■ **Your objective**: From the line that holds "hill. Review it and find all matching regions." to the last line of the data, copy everything exactly; leave out all the rest.

■ **Data for this exercise**:

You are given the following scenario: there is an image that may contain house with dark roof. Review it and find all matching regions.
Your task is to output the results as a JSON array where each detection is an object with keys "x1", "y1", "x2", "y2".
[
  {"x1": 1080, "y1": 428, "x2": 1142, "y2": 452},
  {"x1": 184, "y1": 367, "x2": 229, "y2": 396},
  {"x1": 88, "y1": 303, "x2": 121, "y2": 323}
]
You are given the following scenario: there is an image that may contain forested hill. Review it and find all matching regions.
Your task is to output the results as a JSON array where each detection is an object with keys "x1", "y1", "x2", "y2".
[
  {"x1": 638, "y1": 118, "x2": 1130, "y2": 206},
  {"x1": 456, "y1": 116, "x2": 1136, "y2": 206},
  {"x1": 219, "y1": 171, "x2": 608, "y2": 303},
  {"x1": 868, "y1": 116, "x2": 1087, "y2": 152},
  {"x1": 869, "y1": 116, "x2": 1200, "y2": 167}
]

■ **Result of the task**:
You are given the following scenario: there is an image that may contain forested hill. Review it and find all matching regions.
Your task is to output the results as a JSON array where each detection is an object with keys "x1", "y1", "x2", "y2".
[
  {"x1": 638, "y1": 118, "x2": 1130, "y2": 206},
  {"x1": 456, "y1": 116, "x2": 1136, "y2": 206},
  {"x1": 219, "y1": 171, "x2": 608, "y2": 303},
  {"x1": 868, "y1": 116, "x2": 1087, "y2": 152},
  {"x1": 869, "y1": 116, "x2": 1200, "y2": 167}
]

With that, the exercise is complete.